[Extracted records]
—————
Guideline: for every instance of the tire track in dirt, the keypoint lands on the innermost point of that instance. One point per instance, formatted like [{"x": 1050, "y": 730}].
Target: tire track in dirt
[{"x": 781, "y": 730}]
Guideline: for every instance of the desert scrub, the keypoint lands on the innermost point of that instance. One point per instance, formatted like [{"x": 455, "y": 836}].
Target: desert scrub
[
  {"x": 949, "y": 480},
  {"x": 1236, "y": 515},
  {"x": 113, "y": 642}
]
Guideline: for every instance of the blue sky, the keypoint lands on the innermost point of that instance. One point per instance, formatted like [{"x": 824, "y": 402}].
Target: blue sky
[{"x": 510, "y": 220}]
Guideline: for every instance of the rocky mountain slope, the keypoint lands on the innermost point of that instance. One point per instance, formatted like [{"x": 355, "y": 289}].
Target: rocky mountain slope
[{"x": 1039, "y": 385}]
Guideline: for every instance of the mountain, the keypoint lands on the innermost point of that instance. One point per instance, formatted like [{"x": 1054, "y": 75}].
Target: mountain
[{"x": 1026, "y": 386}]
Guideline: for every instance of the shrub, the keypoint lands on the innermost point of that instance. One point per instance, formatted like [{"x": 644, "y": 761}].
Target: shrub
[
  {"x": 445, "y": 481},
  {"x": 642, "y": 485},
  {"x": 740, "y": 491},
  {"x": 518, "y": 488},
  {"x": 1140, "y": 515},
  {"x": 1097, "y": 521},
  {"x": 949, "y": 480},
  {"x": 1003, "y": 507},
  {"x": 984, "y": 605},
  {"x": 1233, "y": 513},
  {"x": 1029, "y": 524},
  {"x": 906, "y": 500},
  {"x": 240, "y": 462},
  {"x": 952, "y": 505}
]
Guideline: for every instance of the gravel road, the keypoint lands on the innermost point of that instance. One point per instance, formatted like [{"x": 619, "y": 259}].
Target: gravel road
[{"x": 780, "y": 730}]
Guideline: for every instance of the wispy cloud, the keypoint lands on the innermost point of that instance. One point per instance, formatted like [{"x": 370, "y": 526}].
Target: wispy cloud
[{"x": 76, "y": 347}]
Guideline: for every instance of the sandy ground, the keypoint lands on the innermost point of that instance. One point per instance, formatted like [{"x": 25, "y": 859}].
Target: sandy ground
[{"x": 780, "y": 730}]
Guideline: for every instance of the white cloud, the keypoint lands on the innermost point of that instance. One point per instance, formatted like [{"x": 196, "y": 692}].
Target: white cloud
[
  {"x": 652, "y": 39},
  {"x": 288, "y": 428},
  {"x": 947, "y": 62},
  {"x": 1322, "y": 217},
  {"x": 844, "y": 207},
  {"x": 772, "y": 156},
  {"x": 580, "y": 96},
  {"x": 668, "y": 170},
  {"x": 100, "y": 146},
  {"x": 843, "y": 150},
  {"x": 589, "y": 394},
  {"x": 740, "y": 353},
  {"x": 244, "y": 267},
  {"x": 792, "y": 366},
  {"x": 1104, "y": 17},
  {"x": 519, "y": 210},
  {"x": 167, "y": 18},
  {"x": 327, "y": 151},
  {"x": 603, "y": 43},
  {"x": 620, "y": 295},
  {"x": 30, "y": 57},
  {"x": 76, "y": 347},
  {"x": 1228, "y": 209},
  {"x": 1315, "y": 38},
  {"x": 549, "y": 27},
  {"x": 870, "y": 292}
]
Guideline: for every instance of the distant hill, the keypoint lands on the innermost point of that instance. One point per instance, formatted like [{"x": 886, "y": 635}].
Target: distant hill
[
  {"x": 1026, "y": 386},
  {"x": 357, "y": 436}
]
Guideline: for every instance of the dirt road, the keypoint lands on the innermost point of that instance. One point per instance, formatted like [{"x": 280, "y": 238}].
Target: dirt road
—————
• Exercise directions: Return every line above exactly.

• Your solution:
Guideline: for every instance of the tire track in dirt, the keypoint lands on the innermost point of that instance. One point per instance, formatted like [{"x": 1050, "y": 730}].
Target: tire track in dirt
[{"x": 781, "y": 730}]
Guideline: for every instance of the desert scrub, the keypoint lands on the innermost point of that instance. One point per instance, formatted like [{"x": 455, "y": 836}].
Target: desert scrub
[
  {"x": 949, "y": 480},
  {"x": 1236, "y": 515},
  {"x": 113, "y": 642}
]
Guideline: for every instance of the blue sky, the keypoint lands on the innermost point of that instance. One point per instance, formatted like [{"x": 824, "y": 402}].
Target: blue sky
[{"x": 510, "y": 220}]
Guideline: for every instance of the rocky mountain slope, the keypoint lands on the innermost point of that instance. One point per instance, formatted like [{"x": 355, "y": 289}].
Target: rocky mountain slope
[{"x": 1039, "y": 385}]
Guideline: for every instance of the mountain, the keypoint lands on the innermost point of that instance. One point per instance, formatted like [{"x": 1054, "y": 75}].
Target: mountain
[{"x": 1026, "y": 386}]
Guideline: for every instance of the shrub, the keypoint lands on the innermost point of that instance. One point per instance, formatted like [{"x": 644, "y": 761}].
Target: shrub
[
  {"x": 445, "y": 481},
  {"x": 642, "y": 485},
  {"x": 740, "y": 491},
  {"x": 518, "y": 488},
  {"x": 1140, "y": 515},
  {"x": 1097, "y": 521},
  {"x": 949, "y": 480},
  {"x": 1003, "y": 507},
  {"x": 984, "y": 605},
  {"x": 1233, "y": 513},
  {"x": 1029, "y": 524},
  {"x": 906, "y": 500},
  {"x": 240, "y": 462},
  {"x": 952, "y": 505}
]
Guideline: for every instance of the gravel road, the keypoint lands on the innermost point of that instance. One point per instance, formatted like [{"x": 619, "y": 259}].
Target: gravel road
[{"x": 780, "y": 730}]
Guideline: for every instance of the wispy cloud, the keypoint lands on the innermost point of that instance. One point per instance, formatted like [{"x": 370, "y": 526}].
Target: wispy cloud
[{"x": 76, "y": 347}]
Guideline: for every instance of the sandy ground, the keypoint lands on the innermost point of that instance. One point per instance, formatted like [{"x": 25, "y": 859}].
Target: sandy ground
[{"x": 780, "y": 730}]
Guideline: for every instance of the white cloud, the keypoint lands on the innermost point of that instance. One point per instance, formatted like [{"x": 196, "y": 692}].
Target: white cloud
[
  {"x": 652, "y": 39},
  {"x": 288, "y": 428},
  {"x": 947, "y": 62},
  {"x": 1322, "y": 217},
  {"x": 844, "y": 207},
  {"x": 772, "y": 156},
  {"x": 580, "y": 96},
  {"x": 668, "y": 170},
  {"x": 100, "y": 146},
  {"x": 843, "y": 150},
  {"x": 589, "y": 394},
  {"x": 740, "y": 353},
  {"x": 244, "y": 267},
  {"x": 792, "y": 366},
  {"x": 1104, "y": 17},
  {"x": 519, "y": 210},
  {"x": 167, "y": 18},
  {"x": 327, "y": 151},
  {"x": 603, "y": 43},
  {"x": 620, "y": 295},
  {"x": 30, "y": 57},
  {"x": 76, "y": 347},
  {"x": 1228, "y": 209},
  {"x": 1315, "y": 38},
  {"x": 549, "y": 27},
  {"x": 870, "y": 292}
]
Guideline: for every instance of the distant hill, the keypoint lands on the innermost point of that instance. One point per instance, formatted like [{"x": 886, "y": 635}].
Target: distant hill
[
  {"x": 1026, "y": 386},
  {"x": 357, "y": 436}
]
Guideline: for every instance of the dirt road, the keypoint lands on the innermost point of that instance. One point per instance, formatted like [{"x": 280, "y": 238}].
Target: dirt road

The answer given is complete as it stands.